Copy out each record below, exactly as given.

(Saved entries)
———

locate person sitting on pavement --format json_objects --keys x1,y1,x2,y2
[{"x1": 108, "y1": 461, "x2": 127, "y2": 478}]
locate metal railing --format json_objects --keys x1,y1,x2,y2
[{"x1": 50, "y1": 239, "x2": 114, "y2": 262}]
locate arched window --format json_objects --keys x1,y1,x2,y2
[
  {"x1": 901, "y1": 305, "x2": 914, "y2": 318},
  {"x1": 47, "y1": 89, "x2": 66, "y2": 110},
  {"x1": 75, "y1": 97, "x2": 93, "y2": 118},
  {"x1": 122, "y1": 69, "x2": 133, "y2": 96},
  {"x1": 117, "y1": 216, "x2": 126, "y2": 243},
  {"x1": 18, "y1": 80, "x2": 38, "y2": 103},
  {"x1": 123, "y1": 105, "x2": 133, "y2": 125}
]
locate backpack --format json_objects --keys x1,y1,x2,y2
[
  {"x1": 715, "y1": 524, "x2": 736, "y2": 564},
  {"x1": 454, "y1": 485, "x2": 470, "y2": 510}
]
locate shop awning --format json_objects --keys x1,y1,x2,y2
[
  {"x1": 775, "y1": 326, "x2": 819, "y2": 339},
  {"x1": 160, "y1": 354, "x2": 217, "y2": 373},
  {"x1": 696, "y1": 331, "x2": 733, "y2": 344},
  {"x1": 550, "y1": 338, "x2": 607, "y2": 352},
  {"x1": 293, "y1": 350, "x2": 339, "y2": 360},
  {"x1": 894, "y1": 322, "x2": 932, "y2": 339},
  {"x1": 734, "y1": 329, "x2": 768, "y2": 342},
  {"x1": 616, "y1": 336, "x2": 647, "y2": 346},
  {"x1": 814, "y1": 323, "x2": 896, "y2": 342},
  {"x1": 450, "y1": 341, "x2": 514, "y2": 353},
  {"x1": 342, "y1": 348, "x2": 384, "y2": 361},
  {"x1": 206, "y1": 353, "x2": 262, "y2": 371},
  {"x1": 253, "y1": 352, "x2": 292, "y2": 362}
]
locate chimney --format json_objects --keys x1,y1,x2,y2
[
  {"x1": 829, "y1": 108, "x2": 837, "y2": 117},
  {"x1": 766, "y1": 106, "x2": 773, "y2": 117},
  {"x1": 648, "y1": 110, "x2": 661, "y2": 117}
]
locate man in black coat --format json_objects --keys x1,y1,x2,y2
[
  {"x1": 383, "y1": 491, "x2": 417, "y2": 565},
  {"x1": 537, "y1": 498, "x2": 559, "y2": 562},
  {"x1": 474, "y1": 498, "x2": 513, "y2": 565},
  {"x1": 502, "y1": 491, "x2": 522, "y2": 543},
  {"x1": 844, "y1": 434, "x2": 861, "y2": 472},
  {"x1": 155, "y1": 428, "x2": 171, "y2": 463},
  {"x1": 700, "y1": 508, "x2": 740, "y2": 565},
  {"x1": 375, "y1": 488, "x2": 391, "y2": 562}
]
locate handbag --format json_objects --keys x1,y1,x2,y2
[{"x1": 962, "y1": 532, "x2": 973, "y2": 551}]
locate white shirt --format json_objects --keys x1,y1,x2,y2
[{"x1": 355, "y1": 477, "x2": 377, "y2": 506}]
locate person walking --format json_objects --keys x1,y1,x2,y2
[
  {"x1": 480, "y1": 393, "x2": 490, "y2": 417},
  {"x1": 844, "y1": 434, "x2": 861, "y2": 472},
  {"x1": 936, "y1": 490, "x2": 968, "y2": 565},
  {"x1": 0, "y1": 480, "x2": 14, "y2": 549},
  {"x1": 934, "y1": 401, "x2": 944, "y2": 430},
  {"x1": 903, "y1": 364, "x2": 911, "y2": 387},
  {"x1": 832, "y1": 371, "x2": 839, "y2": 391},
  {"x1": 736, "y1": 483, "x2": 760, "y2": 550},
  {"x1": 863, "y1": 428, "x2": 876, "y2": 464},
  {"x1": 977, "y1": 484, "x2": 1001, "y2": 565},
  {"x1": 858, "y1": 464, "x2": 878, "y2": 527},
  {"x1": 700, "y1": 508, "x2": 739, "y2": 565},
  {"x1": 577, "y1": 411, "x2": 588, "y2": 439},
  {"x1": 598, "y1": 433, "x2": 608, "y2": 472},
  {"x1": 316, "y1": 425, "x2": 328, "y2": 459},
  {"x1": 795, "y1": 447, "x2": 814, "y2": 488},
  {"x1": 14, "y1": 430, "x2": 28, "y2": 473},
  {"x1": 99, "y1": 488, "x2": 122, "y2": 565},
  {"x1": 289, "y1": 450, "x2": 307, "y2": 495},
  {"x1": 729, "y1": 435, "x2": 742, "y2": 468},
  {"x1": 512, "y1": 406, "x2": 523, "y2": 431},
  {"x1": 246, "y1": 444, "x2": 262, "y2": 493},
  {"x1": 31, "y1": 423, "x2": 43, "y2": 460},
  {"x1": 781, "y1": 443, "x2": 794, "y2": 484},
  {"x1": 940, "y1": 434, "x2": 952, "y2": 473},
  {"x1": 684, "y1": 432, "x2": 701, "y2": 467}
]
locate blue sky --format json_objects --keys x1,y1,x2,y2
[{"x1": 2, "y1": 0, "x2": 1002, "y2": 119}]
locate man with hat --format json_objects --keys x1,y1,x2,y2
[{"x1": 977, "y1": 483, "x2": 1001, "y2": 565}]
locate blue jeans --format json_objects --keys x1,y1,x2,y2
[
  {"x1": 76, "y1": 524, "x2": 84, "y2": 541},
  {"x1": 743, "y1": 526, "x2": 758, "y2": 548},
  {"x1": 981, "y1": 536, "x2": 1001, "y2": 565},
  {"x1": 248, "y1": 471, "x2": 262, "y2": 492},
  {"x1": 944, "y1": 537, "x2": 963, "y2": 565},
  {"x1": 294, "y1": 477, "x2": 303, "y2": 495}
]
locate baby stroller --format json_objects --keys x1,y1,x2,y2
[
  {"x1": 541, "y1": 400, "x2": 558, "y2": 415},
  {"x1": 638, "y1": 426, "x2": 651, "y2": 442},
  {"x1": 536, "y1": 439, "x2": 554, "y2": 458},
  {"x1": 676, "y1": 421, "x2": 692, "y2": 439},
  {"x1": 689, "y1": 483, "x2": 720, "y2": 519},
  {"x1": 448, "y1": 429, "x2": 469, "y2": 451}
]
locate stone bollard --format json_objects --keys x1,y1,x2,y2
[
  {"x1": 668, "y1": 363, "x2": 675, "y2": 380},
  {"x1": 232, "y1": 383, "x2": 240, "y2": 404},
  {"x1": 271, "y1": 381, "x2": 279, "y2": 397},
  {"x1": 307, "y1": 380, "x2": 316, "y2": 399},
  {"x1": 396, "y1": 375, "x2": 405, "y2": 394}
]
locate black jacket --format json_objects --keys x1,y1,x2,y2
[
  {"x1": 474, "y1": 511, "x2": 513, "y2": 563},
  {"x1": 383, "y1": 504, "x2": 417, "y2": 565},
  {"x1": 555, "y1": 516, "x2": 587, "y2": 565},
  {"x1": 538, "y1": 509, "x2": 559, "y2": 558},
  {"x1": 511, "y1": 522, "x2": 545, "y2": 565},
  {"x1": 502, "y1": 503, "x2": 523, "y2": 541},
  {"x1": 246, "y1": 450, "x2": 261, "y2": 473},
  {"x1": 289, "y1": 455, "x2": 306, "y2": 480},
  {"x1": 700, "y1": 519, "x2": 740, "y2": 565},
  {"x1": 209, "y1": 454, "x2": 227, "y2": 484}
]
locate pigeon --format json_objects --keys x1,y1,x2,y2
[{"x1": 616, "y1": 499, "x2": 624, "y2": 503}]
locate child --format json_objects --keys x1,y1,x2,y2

———

Solution to this problem:
locate person sitting on pavement --format json_objects --keys x1,y1,x2,y2
[{"x1": 108, "y1": 461, "x2": 127, "y2": 478}]
locate metal railing --format json_objects --keys x1,y1,x2,y2
[{"x1": 50, "y1": 239, "x2": 114, "y2": 262}]
locate arched window --format json_objects --keys x1,y1,x2,y2
[
  {"x1": 901, "y1": 305, "x2": 914, "y2": 318},
  {"x1": 47, "y1": 89, "x2": 66, "y2": 110},
  {"x1": 75, "y1": 97, "x2": 93, "y2": 118},
  {"x1": 122, "y1": 69, "x2": 133, "y2": 96},
  {"x1": 117, "y1": 216, "x2": 126, "y2": 243},
  {"x1": 18, "y1": 80, "x2": 38, "y2": 103},
  {"x1": 123, "y1": 105, "x2": 133, "y2": 125}
]
locate backpack --format json_objects --keys x1,y1,x2,y2
[
  {"x1": 715, "y1": 524, "x2": 736, "y2": 564},
  {"x1": 454, "y1": 485, "x2": 470, "y2": 510}
]
locate shop awning --format json_objects --keys x1,y1,x2,y2
[
  {"x1": 775, "y1": 326, "x2": 819, "y2": 339},
  {"x1": 160, "y1": 354, "x2": 217, "y2": 373},
  {"x1": 696, "y1": 331, "x2": 733, "y2": 344},
  {"x1": 550, "y1": 338, "x2": 607, "y2": 352},
  {"x1": 293, "y1": 350, "x2": 339, "y2": 360},
  {"x1": 894, "y1": 322, "x2": 932, "y2": 339},
  {"x1": 734, "y1": 329, "x2": 768, "y2": 342},
  {"x1": 616, "y1": 336, "x2": 647, "y2": 346},
  {"x1": 814, "y1": 323, "x2": 896, "y2": 342},
  {"x1": 450, "y1": 341, "x2": 514, "y2": 353},
  {"x1": 342, "y1": 348, "x2": 384, "y2": 361},
  {"x1": 206, "y1": 353, "x2": 262, "y2": 371},
  {"x1": 253, "y1": 352, "x2": 292, "y2": 362}
]
locate chimney --format json_objects --keys x1,y1,x2,y2
[
  {"x1": 829, "y1": 108, "x2": 837, "y2": 117},
  {"x1": 766, "y1": 106, "x2": 773, "y2": 117},
  {"x1": 648, "y1": 110, "x2": 661, "y2": 117}
]
locate man in black coat --format json_objects --keys x1,y1,x2,y2
[
  {"x1": 383, "y1": 491, "x2": 417, "y2": 565},
  {"x1": 537, "y1": 498, "x2": 559, "y2": 562},
  {"x1": 474, "y1": 498, "x2": 513, "y2": 565},
  {"x1": 502, "y1": 491, "x2": 522, "y2": 543},
  {"x1": 844, "y1": 434, "x2": 861, "y2": 472},
  {"x1": 155, "y1": 428, "x2": 171, "y2": 463},
  {"x1": 700, "y1": 508, "x2": 740, "y2": 565},
  {"x1": 375, "y1": 488, "x2": 391, "y2": 562}
]
locate handbag --format json_objects --keys x1,y1,x2,y2
[{"x1": 962, "y1": 532, "x2": 973, "y2": 551}]
locate white shirt --format json_objects --keys x1,y1,x2,y2
[{"x1": 355, "y1": 477, "x2": 377, "y2": 506}]
locate person walking --format json_objects --keys x1,y1,x2,y2
[
  {"x1": 480, "y1": 393, "x2": 490, "y2": 417},
  {"x1": 844, "y1": 434, "x2": 861, "y2": 472},
  {"x1": 936, "y1": 490, "x2": 968, "y2": 565},
  {"x1": 0, "y1": 480, "x2": 14, "y2": 549},
  {"x1": 934, "y1": 401, "x2": 944, "y2": 430},
  {"x1": 903, "y1": 364, "x2": 911, "y2": 387},
  {"x1": 832, "y1": 371, "x2": 839, "y2": 391},
  {"x1": 736, "y1": 483, "x2": 760, "y2": 550},
  {"x1": 863, "y1": 428, "x2": 876, "y2": 464},
  {"x1": 977, "y1": 484, "x2": 1001, "y2": 565},
  {"x1": 858, "y1": 464, "x2": 878, "y2": 527},
  {"x1": 700, "y1": 508, "x2": 739, "y2": 565},
  {"x1": 577, "y1": 411, "x2": 588, "y2": 439},
  {"x1": 598, "y1": 433, "x2": 608, "y2": 472},
  {"x1": 316, "y1": 425, "x2": 328, "y2": 459},
  {"x1": 795, "y1": 447, "x2": 814, "y2": 488},
  {"x1": 14, "y1": 430, "x2": 28, "y2": 473},
  {"x1": 99, "y1": 488, "x2": 122, "y2": 565},
  {"x1": 289, "y1": 450, "x2": 307, "y2": 495},
  {"x1": 729, "y1": 435, "x2": 742, "y2": 468},
  {"x1": 512, "y1": 406, "x2": 523, "y2": 431},
  {"x1": 246, "y1": 444, "x2": 262, "y2": 493},
  {"x1": 31, "y1": 423, "x2": 43, "y2": 460},
  {"x1": 781, "y1": 443, "x2": 794, "y2": 484},
  {"x1": 940, "y1": 434, "x2": 952, "y2": 473},
  {"x1": 684, "y1": 432, "x2": 701, "y2": 467}
]
locate blue sky --format json_objects --keys x1,y1,x2,y2
[{"x1": 2, "y1": 0, "x2": 1002, "y2": 119}]
locate man with hat --format json_objects --keys x1,y1,x2,y2
[{"x1": 977, "y1": 483, "x2": 1001, "y2": 565}]
locate blue jeans --format json_objects --keys x1,y1,x2,y2
[
  {"x1": 76, "y1": 524, "x2": 84, "y2": 541},
  {"x1": 743, "y1": 526, "x2": 758, "y2": 548},
  {"x1": 981, "y1": 536, "x2": 1001, "y2": 565},
  {"x1": 248, "y1": 471, "x2": 262, "y2": 492},
  {"x1": 944, "y1": 537, "x2": 963, "y2": 565},
  {"x1": 294, "y1": 477, "x2": 303, "y2": 495}
]
locate baby stroller --format json_objects --keys x1,y1,x2,y2
[
  {"x1": 541, "y1": 400, "x2": 558, "y2": 415},
  {"x1": 638, "y1": 426, "x2": 651, "y2": 442},
  {"x1": 536, "y1": 439, "x2": 554, "y2": 458},
  {"x1": 676, "y1": 421, "x2": 692, "y2": 439},
  {"x1": 689, "y1": 483, "x2": 720, "y2": 519},
  {"x1": 448, "y1": 429, "x2": 469, "y2": 451}
]
locate stone bollard --format json_objects --keys x1,y1,x2,y2
[
  {"x1": 668, "y1": 363, "x2": 675, "y2": 380},
  {"x1": 232, "y1": 383, "x2": 240, "y2": 404},
  {"x1": 271, "y1": 381, "x2": 279, "y2": 397},
  {"x1": 307, "y1": 380, "x2": 316, "y2": 399},
  {"x1": 396, "y1": 375, "x2": 405, "y2": 394}
]
locate black jacket --format json_objects --keys x1,y1,x2,y2
[
  {"x1": 474, "y1": 511, "x2": 513, "y2": 563},
  {"x1": 383, "y1": 504, "x2": 417, "y2": 565},
  {"x1": 555, "y1": 516, "x2": 587, "y2": 565},
  {"x1": 538, "y1": 509, "x2": 559, "y2": 558},
  {"x1": 511, "y1": 522, "x2": 545, "y2": 565},
  {"x1": 502, "y1": 503, "x2": 523, "y2": 541},
  {"x1": 246, "y1": 450, "x2": 261, "y2": 473},
  {"x1": 289, "y1": 455, "x2": 306, "y2": 480},
  {"x1": 700, "y1": 519, "x2": 740, "y2": 565},
  {"x1": 209, "y1": 454, "x2": 227, "y2": 484}
]
locate pigeon --format json_objects --keys x1,y1,x2,y2
[{"x1": 616, "y1": 499, "x2": 624, "y2": 503}]
locate child --format json_objects --keys x1,y1,x2,y2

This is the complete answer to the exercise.